-- start of AVAILABLE DATA --

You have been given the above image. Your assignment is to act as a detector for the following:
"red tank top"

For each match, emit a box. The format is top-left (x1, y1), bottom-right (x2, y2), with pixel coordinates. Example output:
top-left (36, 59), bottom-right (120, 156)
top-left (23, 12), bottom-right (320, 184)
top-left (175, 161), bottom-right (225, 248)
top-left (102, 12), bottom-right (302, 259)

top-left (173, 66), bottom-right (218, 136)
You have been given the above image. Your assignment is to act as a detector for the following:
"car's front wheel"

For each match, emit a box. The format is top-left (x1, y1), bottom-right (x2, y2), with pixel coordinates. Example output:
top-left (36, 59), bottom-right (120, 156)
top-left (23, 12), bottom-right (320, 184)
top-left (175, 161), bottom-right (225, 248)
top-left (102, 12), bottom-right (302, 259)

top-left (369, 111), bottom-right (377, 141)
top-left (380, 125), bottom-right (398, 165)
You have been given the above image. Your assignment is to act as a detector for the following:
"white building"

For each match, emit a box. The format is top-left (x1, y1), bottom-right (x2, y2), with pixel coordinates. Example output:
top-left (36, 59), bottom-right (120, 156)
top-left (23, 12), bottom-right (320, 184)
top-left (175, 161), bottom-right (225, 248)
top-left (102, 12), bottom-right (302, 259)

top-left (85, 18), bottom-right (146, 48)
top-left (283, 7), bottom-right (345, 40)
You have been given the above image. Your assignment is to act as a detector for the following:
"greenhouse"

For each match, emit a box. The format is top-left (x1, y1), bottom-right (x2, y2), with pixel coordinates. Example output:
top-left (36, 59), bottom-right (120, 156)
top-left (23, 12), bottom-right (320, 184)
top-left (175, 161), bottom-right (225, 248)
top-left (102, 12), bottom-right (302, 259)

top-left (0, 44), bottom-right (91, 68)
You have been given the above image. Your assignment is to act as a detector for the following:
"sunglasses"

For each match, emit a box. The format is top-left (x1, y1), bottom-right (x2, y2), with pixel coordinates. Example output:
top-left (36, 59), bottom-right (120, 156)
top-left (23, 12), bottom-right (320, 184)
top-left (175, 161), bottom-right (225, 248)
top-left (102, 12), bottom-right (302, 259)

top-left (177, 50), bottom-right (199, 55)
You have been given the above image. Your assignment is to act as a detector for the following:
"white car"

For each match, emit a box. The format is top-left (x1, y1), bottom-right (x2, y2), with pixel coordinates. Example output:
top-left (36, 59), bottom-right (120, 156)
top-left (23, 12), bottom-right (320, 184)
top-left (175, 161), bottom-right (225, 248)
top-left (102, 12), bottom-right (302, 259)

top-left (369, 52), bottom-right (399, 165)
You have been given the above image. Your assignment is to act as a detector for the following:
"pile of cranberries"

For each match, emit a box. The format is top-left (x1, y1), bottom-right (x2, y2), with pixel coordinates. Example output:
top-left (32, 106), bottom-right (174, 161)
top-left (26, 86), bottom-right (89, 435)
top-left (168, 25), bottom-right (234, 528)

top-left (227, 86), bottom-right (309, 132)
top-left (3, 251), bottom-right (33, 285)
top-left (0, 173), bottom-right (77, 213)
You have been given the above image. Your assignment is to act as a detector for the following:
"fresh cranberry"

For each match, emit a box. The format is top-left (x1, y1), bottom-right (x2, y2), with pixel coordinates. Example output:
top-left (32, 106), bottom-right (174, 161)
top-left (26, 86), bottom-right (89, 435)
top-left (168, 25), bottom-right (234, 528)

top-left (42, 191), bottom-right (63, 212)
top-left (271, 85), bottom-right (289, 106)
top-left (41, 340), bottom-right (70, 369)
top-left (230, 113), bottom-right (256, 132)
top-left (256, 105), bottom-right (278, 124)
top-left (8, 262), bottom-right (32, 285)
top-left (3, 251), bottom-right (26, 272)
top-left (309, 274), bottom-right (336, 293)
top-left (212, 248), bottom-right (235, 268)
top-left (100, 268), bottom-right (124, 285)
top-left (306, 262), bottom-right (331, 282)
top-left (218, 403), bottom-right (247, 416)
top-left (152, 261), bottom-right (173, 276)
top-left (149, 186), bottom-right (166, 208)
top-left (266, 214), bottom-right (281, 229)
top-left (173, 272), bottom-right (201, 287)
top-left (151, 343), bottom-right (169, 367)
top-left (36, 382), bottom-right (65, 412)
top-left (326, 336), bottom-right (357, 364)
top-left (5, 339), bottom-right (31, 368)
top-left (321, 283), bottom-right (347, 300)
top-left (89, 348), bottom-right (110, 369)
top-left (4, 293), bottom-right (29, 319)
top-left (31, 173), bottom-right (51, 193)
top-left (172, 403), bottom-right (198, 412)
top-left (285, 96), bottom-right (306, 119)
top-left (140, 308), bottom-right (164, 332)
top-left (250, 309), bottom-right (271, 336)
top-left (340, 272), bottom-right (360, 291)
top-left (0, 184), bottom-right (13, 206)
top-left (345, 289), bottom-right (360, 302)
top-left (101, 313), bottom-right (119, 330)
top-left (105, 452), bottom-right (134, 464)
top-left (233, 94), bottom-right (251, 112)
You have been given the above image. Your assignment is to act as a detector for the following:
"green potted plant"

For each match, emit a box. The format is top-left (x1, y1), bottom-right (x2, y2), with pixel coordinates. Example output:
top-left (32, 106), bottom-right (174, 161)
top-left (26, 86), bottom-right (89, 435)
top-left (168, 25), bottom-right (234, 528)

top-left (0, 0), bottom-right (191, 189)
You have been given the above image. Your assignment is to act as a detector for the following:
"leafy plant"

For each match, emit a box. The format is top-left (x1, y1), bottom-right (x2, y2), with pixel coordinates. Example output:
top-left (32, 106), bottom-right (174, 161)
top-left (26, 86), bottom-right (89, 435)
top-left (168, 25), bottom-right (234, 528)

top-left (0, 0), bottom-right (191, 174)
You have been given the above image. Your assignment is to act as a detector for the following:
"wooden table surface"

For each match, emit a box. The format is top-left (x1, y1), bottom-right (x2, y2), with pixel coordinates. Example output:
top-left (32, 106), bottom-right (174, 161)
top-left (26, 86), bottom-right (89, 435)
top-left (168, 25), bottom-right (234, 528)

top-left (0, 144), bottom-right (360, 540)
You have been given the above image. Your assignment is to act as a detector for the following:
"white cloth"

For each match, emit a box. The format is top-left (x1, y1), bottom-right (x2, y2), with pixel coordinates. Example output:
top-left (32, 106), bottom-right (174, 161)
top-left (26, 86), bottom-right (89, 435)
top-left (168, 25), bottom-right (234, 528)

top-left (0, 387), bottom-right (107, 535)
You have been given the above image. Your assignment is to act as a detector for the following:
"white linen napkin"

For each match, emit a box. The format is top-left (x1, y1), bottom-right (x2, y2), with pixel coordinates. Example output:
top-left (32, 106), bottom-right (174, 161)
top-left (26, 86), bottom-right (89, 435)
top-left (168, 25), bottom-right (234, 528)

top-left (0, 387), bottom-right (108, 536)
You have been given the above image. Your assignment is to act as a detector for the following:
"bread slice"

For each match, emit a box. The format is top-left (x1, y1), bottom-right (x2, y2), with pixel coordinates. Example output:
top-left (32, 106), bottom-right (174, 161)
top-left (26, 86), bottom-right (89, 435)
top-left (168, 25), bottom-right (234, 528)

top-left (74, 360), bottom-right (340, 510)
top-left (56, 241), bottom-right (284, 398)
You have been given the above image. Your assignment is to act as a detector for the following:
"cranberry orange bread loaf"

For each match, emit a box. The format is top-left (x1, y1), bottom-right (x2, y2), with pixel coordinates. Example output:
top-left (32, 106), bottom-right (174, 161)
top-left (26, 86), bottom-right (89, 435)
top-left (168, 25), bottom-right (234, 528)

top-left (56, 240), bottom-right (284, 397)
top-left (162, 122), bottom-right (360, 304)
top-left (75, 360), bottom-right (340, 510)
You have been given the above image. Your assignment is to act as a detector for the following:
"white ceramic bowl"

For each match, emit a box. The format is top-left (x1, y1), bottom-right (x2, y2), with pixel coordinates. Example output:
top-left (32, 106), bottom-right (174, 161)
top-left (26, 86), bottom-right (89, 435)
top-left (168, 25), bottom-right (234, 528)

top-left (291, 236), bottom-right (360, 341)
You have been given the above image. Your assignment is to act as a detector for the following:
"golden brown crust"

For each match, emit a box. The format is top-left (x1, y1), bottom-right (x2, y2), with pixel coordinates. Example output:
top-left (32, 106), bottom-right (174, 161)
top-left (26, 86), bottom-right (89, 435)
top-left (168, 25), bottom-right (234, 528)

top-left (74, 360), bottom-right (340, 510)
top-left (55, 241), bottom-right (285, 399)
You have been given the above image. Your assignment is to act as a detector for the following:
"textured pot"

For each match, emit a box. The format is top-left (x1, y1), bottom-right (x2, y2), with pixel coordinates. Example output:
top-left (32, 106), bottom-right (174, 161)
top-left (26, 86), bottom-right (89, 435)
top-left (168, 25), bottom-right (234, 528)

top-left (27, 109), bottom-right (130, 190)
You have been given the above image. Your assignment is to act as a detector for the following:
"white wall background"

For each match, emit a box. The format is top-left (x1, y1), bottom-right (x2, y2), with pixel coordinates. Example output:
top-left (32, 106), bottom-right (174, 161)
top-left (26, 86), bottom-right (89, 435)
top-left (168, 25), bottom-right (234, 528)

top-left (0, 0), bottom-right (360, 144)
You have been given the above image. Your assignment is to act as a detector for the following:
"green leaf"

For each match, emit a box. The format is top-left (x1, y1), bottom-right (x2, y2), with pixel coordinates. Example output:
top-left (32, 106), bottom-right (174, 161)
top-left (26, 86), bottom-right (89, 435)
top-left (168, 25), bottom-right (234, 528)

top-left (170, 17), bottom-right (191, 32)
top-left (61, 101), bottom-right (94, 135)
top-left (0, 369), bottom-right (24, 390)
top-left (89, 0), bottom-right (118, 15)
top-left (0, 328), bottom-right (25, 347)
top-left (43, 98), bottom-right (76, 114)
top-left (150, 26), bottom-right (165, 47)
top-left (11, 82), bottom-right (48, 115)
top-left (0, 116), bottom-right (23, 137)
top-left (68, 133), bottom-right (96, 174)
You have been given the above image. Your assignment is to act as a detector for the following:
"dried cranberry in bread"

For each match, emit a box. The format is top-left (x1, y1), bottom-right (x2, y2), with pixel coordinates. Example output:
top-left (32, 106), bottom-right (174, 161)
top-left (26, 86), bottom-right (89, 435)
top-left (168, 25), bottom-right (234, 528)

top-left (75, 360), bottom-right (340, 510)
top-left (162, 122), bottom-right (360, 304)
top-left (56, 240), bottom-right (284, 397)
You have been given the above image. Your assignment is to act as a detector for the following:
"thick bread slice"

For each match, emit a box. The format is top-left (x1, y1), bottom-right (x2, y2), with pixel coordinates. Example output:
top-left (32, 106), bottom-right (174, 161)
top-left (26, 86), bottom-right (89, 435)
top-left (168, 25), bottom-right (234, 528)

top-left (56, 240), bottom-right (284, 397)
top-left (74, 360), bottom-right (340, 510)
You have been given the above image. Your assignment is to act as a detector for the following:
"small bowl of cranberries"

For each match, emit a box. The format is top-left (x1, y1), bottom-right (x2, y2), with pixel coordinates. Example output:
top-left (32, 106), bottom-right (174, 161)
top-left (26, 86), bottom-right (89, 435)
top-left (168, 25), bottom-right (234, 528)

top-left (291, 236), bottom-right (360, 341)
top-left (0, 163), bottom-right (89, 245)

-- end of AVAILABLE DATA --

-- GIVEN TASK --
Please count the lines of the entries above that contain the string "cranberries", where case counts. Reply with the number only.

-- ANSWER --
2